29 March 2008

iGoogle and Organizing Your Genealogical Research

Today I would like to embark on part three of my series on utilizing Google tools to enhance your online genealogical research. Previous posts focused on using the power (and storage capacity) of Gmail to create a custom, searchable mailing list archive; today I want to do a little bit more of a general look into how using iGoogle (or a customized Google homepage) can help keep you organized when your research goes digital. As always, I'm not paid by Google for this, I just dig their stuff and find it helps me in my online research.

It is easy to setup an iGoogle page, and a page can be setup without having a Gmail account. The link to setup the iGoogle page is found in the upper-right corner of the main Google.com page, as shown here:

Once setup, the page can be customized in a myriad of ways, some purely for aesthetics but some, more to our interest, for function and efficiency.

Here's a look at one of the tabs on my iGoogle page:

As you can see, across the top of the picture, I have a number of "tabs" on my Google homepage, one of which is the Genealogy tab, which is open and shown in the picture. Since I use my iGoogle page for more than just genealogy, this setup suits me just fine.

On this page are some examples of the tools which can be added to the iGoogle page through the "Add stuff" link in the top-right of the page.

1. Organizing tools. A to-do list tool, from the website Todoist.com. I could write a whole series on the robustness of this little modular application, but since time and space don't permit, suffice to say it is a fabulous to-do list application, which I use to track "to-do" items for my website as well as for my family research.

For me, the computer is the absolute center of my genealogical research. It's where I do research on records and repositories, where I review and order materials and books, where I write my letters requesting records and photocopies, and where I scan, notate, document, and enter information into Family Tree Maker. Because the computer is the epicenter of my work, I find it most intuitive to have a to-do list that lives somewhere on the computer, (or online) and is only a click-away when I want to figure out what items of research I need to prioritize or perform next.

*TASKS TO COMPLETE*
**A)** In the iGoogle post, print the stretch from "As you can see, across" through "my family research." word for word.
**B)** Answer these questions from the iGoogle post:
(i) Where is the link to set up an iGoogle page found?
(ii) Which website does the to-do list tool come from?
(iii) Into what program is information entered after scanning and documenting?

*RAW DATA*

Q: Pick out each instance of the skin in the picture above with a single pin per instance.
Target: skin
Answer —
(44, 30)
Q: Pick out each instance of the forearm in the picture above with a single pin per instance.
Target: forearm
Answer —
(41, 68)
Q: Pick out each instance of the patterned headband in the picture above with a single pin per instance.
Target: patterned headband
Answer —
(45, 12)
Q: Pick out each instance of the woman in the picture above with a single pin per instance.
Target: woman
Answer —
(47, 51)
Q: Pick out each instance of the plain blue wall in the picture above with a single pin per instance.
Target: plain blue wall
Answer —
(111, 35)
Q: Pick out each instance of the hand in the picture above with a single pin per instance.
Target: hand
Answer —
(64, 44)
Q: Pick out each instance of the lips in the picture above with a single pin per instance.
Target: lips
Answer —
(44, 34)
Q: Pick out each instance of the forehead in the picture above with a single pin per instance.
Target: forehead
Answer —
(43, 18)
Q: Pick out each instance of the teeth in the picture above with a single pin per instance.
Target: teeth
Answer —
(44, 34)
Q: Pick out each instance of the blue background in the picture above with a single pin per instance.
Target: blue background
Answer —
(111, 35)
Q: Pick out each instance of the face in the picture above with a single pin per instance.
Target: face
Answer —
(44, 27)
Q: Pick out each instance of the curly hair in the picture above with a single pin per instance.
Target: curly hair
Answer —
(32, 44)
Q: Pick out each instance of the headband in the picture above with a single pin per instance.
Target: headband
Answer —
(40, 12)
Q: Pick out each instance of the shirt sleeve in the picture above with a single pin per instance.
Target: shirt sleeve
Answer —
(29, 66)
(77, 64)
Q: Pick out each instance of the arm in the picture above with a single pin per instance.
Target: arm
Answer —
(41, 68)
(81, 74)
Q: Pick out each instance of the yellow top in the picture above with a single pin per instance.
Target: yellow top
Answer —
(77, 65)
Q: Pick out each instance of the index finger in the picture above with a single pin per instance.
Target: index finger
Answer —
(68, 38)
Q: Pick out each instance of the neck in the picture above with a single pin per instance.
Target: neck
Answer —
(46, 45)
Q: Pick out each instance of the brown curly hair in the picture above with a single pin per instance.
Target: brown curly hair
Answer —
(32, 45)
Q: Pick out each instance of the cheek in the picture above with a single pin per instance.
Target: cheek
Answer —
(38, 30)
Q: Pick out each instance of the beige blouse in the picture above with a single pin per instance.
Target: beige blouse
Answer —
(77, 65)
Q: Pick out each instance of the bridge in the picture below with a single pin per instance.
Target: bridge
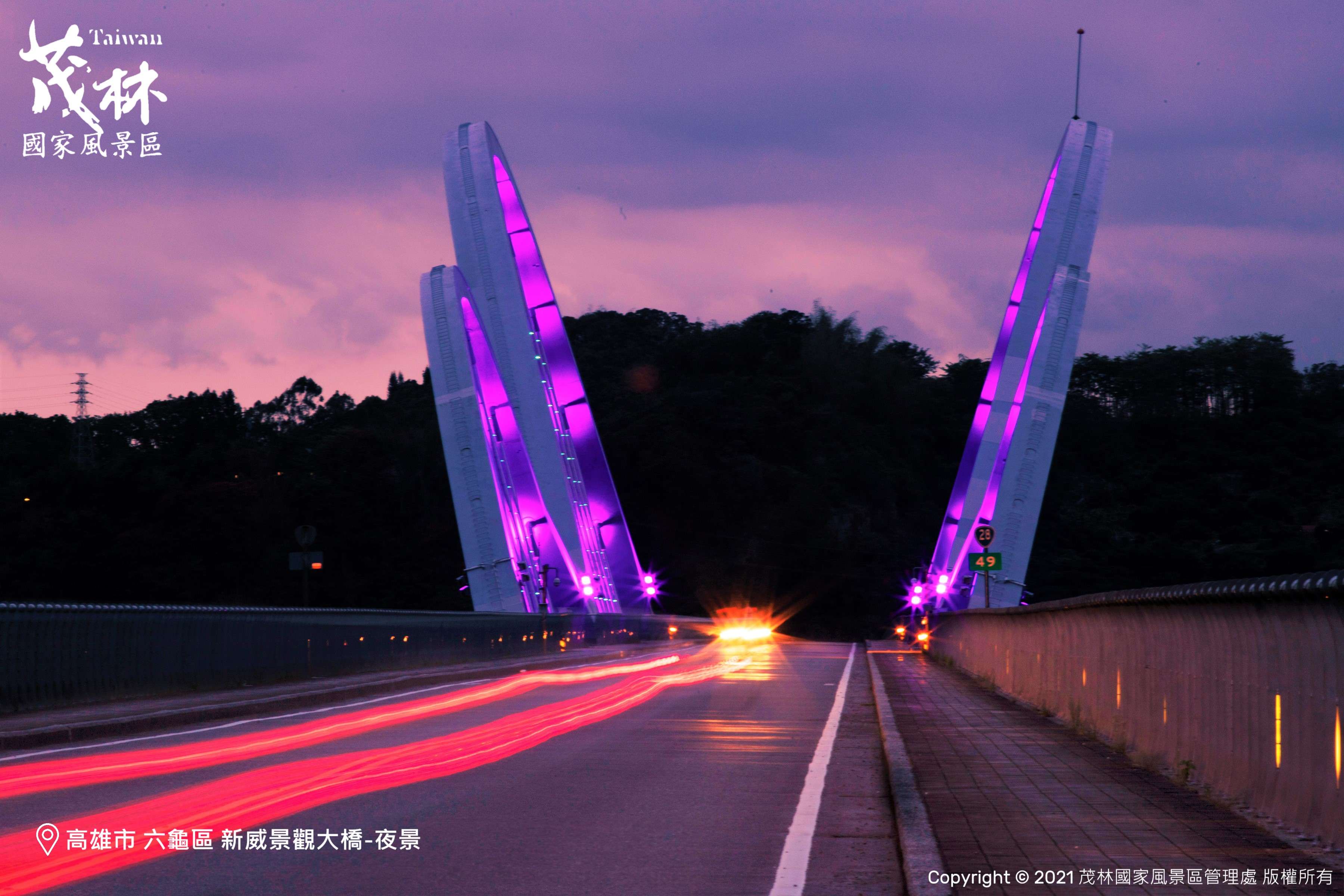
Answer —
(566, 738)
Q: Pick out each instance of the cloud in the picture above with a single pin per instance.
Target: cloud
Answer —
(884, 159)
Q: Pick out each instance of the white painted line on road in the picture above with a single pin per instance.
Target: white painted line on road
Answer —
(100, 745)
(792, 874)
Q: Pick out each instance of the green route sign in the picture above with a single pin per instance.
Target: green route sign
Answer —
(986, 562)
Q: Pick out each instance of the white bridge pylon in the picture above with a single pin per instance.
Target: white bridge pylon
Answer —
(537, 508)
(1003, 472)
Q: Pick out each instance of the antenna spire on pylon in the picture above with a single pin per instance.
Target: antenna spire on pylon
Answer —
(1079, 72)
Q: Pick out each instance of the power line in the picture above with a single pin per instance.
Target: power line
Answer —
(84, 438)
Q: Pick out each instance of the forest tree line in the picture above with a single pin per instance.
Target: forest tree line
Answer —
(788, 458)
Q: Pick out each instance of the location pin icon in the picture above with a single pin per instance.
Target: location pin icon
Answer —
(47, 837)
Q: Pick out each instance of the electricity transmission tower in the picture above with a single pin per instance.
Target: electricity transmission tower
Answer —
(83, 449)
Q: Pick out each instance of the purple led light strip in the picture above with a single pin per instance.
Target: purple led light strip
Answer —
(537, 293)
(502, 436)
(961, 485)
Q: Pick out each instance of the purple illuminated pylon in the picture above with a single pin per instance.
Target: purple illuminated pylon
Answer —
(1048, 300)
(561, 492)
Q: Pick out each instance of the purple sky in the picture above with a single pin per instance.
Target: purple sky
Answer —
(710, 159)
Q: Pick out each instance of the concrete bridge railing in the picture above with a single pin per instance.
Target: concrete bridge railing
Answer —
(1229, 684)
(61, 655)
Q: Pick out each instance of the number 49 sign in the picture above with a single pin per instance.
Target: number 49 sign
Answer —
(986, 562)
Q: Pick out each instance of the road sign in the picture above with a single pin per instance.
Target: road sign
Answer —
(986, 562)
(306, 561)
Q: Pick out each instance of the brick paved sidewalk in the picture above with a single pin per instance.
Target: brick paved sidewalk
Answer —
(1008, 790)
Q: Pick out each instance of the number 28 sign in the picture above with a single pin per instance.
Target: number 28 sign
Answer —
(986, 562)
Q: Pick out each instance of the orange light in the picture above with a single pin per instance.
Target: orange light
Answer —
(1279, 730)
(1338, 752)
(259, 796)
(745, 633)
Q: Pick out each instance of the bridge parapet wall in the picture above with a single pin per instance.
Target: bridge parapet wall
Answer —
(1233, 684)
(61, 655)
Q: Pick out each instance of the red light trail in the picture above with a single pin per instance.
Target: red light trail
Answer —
(261, 796)
(58, 774)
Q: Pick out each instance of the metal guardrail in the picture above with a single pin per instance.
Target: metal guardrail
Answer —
(1273, 586)
(58, 655)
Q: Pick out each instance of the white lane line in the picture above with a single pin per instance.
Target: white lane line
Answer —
(797, 847)
(100, 745)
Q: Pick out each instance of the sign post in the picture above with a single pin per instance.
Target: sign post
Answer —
(986, 562)
(306, 535)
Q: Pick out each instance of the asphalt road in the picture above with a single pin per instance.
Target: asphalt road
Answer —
(690, 792)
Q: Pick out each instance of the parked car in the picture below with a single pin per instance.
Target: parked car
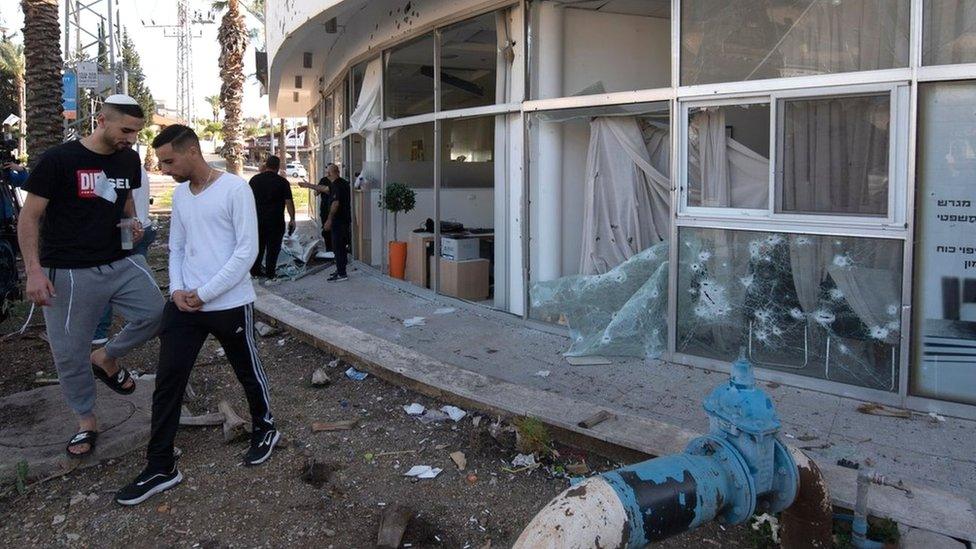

*COMPLETE ANSWERS*
**A)**
As you can see, across the top of the picture, I have a number of "tabs" on my Google homepage, one of which is the Genealogy tab, which is open and shown in the picture. Since I use my iGoogle page for more than just genealogy, this setup suits me just fine.

On this page are some examples of the tools which can be added to the iGoogle page through the "Add stuff" link in the top-right of the page.

1. Organizing tools. A to-do list tool, from the website Todoist.com. I could write a whole series on the robustness of this little modular application, but since time and space don't permit, suffice to say it is a fabulous to-do list application, which I use to track "to-do" items for my website as well as for my family research.

**B)**
(i) In the upper-right corner of the main Google.com page.
(ii) Todoist.com.
(iii) Family Tree Maker.